- INSTRUCTIONS FOR THE TASK
Output the lines of material from the one containing "Tag the sleeve" through the end of the material, both ends included, as a Markdown table with columns Row and Line, skipping blank lines.

>> BEGIN DATA LINES

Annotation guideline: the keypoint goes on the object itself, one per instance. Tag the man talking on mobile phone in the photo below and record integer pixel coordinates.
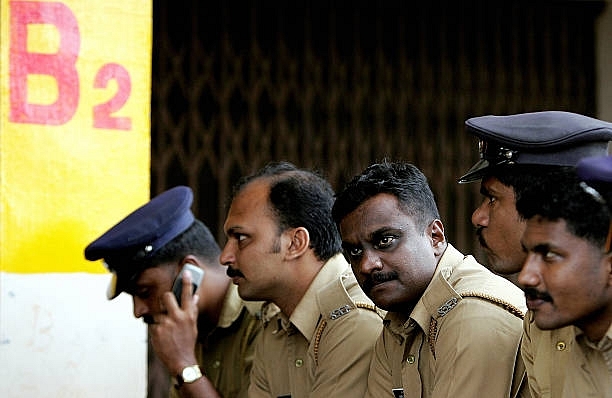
(206, 341)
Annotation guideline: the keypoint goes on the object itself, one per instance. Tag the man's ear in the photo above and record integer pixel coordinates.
(608, 265)
(299, 242)
(191, 259)
(436, 233)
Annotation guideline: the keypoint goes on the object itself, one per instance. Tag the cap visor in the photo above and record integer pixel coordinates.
(113, 291)
(475, 172)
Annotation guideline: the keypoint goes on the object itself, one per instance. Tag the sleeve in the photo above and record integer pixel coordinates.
(344, 355)
(527, 348)
(476, 351)
(248, 343)
(258, 387)
(380, 378)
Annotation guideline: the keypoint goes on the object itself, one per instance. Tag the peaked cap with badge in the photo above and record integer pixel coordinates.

>> END DATA LINES

- COMPLETED EXERCISE
| Row | Line |
|---|---|
| 1 | Annotation guideline: the keypoint goes on the object itself, one per instance. Tag the sleeve in the photo above and record integer pixel coordinates. |
| 2 | (344, 355) |
| 3 | (527, 348) |
| 4 | (476, 351) |
| 5 | (248, 343) |
| 6 | (258, 387) |
| 7 | (380, 378) |
| 8 | Annotation guideline: the keypoint goes on the object itself, one per instance. Tag the peaked cap with badge in the photo above and record integer pixel coordinates. |